Position identification records

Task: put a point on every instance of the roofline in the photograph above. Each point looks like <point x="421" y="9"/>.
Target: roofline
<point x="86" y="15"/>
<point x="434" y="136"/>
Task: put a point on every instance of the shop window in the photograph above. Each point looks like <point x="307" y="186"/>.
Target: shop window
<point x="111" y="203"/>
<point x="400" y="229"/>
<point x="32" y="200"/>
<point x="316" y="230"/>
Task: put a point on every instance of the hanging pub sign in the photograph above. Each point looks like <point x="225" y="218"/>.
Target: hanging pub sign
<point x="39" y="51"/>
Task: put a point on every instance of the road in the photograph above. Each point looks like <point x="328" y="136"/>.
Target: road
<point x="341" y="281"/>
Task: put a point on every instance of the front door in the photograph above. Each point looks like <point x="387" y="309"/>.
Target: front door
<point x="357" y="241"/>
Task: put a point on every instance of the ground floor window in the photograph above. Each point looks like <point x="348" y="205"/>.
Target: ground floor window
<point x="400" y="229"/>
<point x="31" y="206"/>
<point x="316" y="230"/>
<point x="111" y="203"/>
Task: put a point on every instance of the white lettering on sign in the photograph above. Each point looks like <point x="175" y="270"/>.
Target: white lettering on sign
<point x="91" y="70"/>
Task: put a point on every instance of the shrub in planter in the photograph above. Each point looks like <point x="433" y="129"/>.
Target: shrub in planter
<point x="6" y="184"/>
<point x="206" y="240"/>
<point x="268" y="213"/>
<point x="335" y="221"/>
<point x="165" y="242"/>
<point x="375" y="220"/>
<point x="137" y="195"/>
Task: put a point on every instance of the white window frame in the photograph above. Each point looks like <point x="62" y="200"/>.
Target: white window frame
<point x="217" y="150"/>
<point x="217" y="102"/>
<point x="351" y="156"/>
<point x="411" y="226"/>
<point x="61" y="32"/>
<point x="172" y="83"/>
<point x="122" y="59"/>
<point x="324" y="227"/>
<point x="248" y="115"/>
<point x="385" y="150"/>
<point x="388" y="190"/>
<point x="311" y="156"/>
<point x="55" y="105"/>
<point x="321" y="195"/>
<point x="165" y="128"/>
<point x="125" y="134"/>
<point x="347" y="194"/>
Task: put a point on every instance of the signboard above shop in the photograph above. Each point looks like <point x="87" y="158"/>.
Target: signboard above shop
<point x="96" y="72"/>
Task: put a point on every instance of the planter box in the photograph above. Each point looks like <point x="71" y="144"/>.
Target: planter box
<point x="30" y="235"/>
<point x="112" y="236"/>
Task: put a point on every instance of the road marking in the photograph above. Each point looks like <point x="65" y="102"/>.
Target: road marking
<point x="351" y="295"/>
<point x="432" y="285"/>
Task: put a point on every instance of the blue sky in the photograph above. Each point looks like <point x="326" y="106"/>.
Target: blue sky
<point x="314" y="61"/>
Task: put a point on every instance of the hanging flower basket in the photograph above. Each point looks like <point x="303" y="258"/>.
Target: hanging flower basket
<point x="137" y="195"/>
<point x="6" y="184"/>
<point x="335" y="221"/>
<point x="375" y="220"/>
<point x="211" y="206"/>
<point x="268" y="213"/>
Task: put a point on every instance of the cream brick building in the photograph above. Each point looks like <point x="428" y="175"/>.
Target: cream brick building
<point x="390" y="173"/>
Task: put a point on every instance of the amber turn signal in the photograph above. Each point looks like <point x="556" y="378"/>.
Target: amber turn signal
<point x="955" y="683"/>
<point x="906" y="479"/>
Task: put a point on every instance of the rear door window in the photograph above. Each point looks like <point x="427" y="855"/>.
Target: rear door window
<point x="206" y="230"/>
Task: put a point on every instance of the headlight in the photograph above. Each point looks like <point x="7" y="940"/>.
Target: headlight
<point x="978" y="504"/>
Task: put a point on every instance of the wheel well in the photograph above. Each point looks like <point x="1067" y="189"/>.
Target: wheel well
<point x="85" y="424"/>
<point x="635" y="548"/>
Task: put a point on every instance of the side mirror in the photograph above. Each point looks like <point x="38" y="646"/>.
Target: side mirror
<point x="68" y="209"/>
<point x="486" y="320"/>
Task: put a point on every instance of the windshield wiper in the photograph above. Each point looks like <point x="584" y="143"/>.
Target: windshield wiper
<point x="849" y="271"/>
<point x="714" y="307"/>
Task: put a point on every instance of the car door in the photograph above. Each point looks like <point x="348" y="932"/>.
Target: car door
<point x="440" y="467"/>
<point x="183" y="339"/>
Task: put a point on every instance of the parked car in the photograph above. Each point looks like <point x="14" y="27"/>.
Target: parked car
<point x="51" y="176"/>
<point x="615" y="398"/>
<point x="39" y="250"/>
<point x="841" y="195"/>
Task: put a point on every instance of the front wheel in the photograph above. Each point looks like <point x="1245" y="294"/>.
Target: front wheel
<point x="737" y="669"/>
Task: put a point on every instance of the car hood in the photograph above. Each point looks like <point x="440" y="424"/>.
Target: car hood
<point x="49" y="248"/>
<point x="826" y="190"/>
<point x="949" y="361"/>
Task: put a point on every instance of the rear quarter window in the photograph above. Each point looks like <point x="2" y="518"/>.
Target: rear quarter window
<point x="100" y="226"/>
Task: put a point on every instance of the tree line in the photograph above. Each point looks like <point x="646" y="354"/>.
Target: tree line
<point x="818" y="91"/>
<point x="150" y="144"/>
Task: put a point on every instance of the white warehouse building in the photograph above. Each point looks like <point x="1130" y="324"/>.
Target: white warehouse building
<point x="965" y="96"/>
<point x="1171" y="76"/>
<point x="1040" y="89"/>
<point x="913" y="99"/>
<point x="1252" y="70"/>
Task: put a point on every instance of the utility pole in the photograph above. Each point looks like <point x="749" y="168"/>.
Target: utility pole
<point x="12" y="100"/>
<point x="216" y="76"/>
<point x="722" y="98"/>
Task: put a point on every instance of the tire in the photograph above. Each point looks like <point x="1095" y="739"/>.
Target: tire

## PROBLEM REQUIREMENTS
Reproduce every one of the lines above without changing anything.

## SOLUTION FOR THIS EXERCISE
Task: put a point on every instance of the roofline in the photograph above. Each point looks like <point x="421" y="9"/>.
Target: roofline
<point x="86" y="15"/>
<point x="434" y="136"/>
Task: put a point on every instance of the shop window in the photograph above. Each point looks like <point x="307" y="186"/>.
Target: shop window
<point x="111" y="203"/>
<point x="400" y="229"/>
<point x="32" y="200"/>
<point x="316" y="230"/>
Task: put a point on every instance of the hanging pub sign in the photograph above. Each point looks like <point x="225" y="218"/>.
Target: hanging pub sign
<point x="39" y="51"/>
Task: put a point on every instance of the road in the photograph above. Each point looks like <point x="328" y="136"/>.
Target: road
<point x="341" y="281"/>
Task: put a point on every instance of the front door in the photograph above. Each point looks like <point x="387" y="309"/>.
Target: front door
<point x="357" y="241"/>
Task: put a point on every instance of the ground floor window in the photograph above. Each point looks like <point x="348" y="205"/>.
Target: ground floor window
<point x="400" y="229"/>
<point x="31" y="206"/>
<point x="316" y="230"/>
<point x="111" y="203"/>
Task: put a point on every instance of the white lettering on sign in the photograph above. Each point looks like <point x="175" y="270"/>.
Target: white lettering on sign
<point x="91" y="70"/>
Task: put a point on every instance of the shrub in planter in the photograph above. Each point looks like <point x="433" y="129"/>.
Target: shrub in planter
<point x="6" y="184"/>
<point x="206" y="240"/>
<point x="268" y="213"/>
<point x="335" y="221"/>
<point x="165" y="242"/>
<point x="375" y="220"/>
<point x="137" y="195"/>
Task: put a point on every instance of the white window frame in the photograph above. Each point looks like <point x="62" y="200"/>.
Target: white window frame
<point x="217" y="150"/>
<point x="217" y="102"/>
<point x="351" y="156"/>
<point x="411" y="226"/>
<point x="61" y="32"/>
<point x="172" y="83"/>
<point x="122" y="59"/>
<point x="324" y="227"/>
<point x="248" y="115"/>
<point x="385" y="150"/>
<point x="388" y="190"/>
<point x="311" y="156"/>
<point x="55" y="105"/>
<point x="321" y="195"/>
<point x="165" y="128"/>
<point x="125" y="134"/>
<point x="347" y="194"/>
Task: put a point on every instance of the signboard above shop in the photograph above. Each point looks like <point x="87" y="158"/>.
Target: signboard above shop
<point x="96" y="72"/>
Task: put a point on every instance of the planter box in the photograph above. Each point looks like <point x="71" y="144"/>.
Target: planter box
<point x="30" y="235"/>
<point x="112" y="236"/>
Task: put a point on every instance of the road marking in the photograph above. Each point looks like <point x="65" y="102"/>.
Target: road marking
<point x="351" y="295"/>
<point x="432" y="285"/>
Task: put a point on every instance of the blue sky in the photograph above. Each point looks like <point x="326" y="106"/>.
Target: blue sky
<point x="314" y="61"/>
Task: put a point on every instance of the hanging flower basket in the photograph above. Each point looks like <point x="303" y="258"/>.
Target: hanging flower basket
<point x="137" y="195"/>
<point x="6" y="184"/>
<point x="335" y="221"/>
<point x="375" y="220"/>
<point x="211" y="206"/>
<point x="268" y="213"/>
Task: put a point on every instance of the cream brick building in the photograph above. Each point looks like <point x="428" y="175"/>.
Target: cream brick building
<point x="390" y="173"/>
Task: put a point on every instance of the amber turn signal in the photograph above. Each point looks like <point x="556" y="378"/>.
Target: amber turn signal
<point x="955" y="683"/>
<point x="906" y="479"/>
Task: put a point on every instance of the rear door window in the photograph above. Each point looks like <point x="427" y="855"/>.
Target: rear door window
<point x="206" y="230"/>
Task: put a point on every instance of the headlight in the photograph above. Each point looks like <point x="7" y="940"/>.
Target: headlight
<point x="978" y="504"/>
Task: put a point on every instance of the wheel well in the photograph above. Each point looks like <point x="1067" y="189"/>.
Target: wheel well
<point x="85" y="424"/>
<point x="635" y="548"/>
Task: put a point on every instance of the side mirror in the photograph above. Each point looks like <point x="38" y="646"/>.
Target: side mirror
<point x="68" y="209"/>
<point x="486" y="320"/>
Task: put a point on every instance of the windshield wiper in the photograph above. Each point looks like <point x="584" y="143"/>.
Target: windshield wiper
<point x="849" y="271"/>
<point x="714" y="307"/>
Task: put a point on every instance of the car door in the photograph above. Each point looks like <point x="348" y="932"/>.
Target: car door
<point x="440" y="467"/>
<point x="183" y="339"/>
Task: put a point on every instance of the parked car in the photograph above. Each point looks like <point x="14" y="27"/>.
Target: parked car
<point x="51" y="176"/>
<point x="615" y="398"/>
<point x="39" y="250"/>
<point x="841" y="195"/>
Task: put a point on every instance of the front wheel in the photograph above. Each point looks like <point x="1245" y="294"/>.
Target: front wheel
<point x="737" y="669"/>
Task: put a point on every instance of the car hood in the photograph above. Each point looks like <point x="440" y="424"/>.
Target: car hood
<point x="49" y="248"/>
<point x="826" y="190"/>
<point x="949" y="361"/>
Task: put a point on every instance of the rear quarter window in the photograph above. Each point looks like <point x="2" y="518"/>.
Target: rear quarter window
<point x="100" y="226"/>
Task: put a point on every instance of the tree line in the photograph above. Each point looks like <point x="646" y="354"/>.
Target: tree line
<point x="818" y="91"/>
<point x="150" y="144"/>
Task: put a point on every instance of the white warehouse building in the photograph above. Each point looks like <point x="1130" y="324"/>.
Target: white warehouse building
<point x="965" y="96"/>
<point x="1171" y="76"/>
<point x="1040" y="89"/>
<point x="913" y="99"/>
<point x="1252" y="70"/>
Task: put a point on every instance of the utility pole in the photograph above. Each point looks like <point x="749" y="168"/>.
Target: utility pole
<point x="12" y="100"/>
<point x="216" y="76"/>
<point x="722" y="98"/>
Task: put a point on every instance of the tire in the photograph above. Each point looks like <point x="1095" y="739"/>.
Target: tire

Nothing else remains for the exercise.